== What the task asks ==
Would you restate all the data that follows, word for word?

== Data in this exercise ==
__________________________________________________

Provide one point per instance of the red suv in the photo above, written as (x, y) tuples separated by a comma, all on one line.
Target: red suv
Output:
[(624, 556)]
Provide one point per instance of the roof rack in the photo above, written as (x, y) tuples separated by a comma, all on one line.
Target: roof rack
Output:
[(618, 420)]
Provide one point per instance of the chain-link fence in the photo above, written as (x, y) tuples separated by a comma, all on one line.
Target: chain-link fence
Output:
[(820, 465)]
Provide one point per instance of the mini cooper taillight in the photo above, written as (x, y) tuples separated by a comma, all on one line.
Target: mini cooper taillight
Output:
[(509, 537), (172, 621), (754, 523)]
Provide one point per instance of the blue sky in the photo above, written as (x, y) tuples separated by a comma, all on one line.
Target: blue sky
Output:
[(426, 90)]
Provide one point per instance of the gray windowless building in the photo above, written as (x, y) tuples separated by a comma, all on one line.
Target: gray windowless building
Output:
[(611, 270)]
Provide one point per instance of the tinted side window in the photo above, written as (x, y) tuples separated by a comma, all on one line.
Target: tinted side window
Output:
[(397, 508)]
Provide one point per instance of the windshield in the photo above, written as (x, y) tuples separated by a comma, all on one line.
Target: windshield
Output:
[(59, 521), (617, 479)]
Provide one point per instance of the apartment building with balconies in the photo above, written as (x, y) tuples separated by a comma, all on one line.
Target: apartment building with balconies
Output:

__________________________________________________

== Finished task ==
Provide one point per instance of the red suv in the photo above, written as (x, y) tuples separated by a comma, all on one line.
Target: red suv
Output:
[(624, 556)]
Provide one point per instance of the roof rack in the photo above, written as (x, y) tuples separated by a comma, all on one line.
Target: roof rack
Output:
[(618, 420)]
Provide one point per instance of the chain-link fence in the photo above, written as (x, y) tuples separated by a comma, all on one line.
Target: chain-link fence
Output:
[(820, 465)]
Provide one point per instance of the mini cooper taillight in the photo above, written as (x, y) tuples separated by a comma, all on one line.
Target: mini cooper taillight
Output:
[(509, 537), (172, 621), (754, 523)]
Provide one point per instance of the blue sky in the photo above, written as (x, y) tuples separated by a comma, all on one line.
Target: blue sky
Output:
[(426, 90)]
Provide one point per instance of the gray windowless building in the photo above, written as (x, y) tuples separated by a comma, all on one line.
Target: gray windowless building
Output:
[(611, 270)]
Provide one point per instance of the tinted side window in the photo above, written as (x, y) tuples separated by a comma, all on one line.
Target: tinted side window
Output:
[(397, 508)]
Provide one point per instance of the windshield in the photo above, written as (x, y) tuples separated by a comma, all on one line.
Target: windshield
Output:
[(59, 521), (617, 479)]
Provide one point per instance of the apartment building with balconies in the photo above, written as (x, y) tuples separated by a comma, all on one line.
Target: apartment building with balconies
Output:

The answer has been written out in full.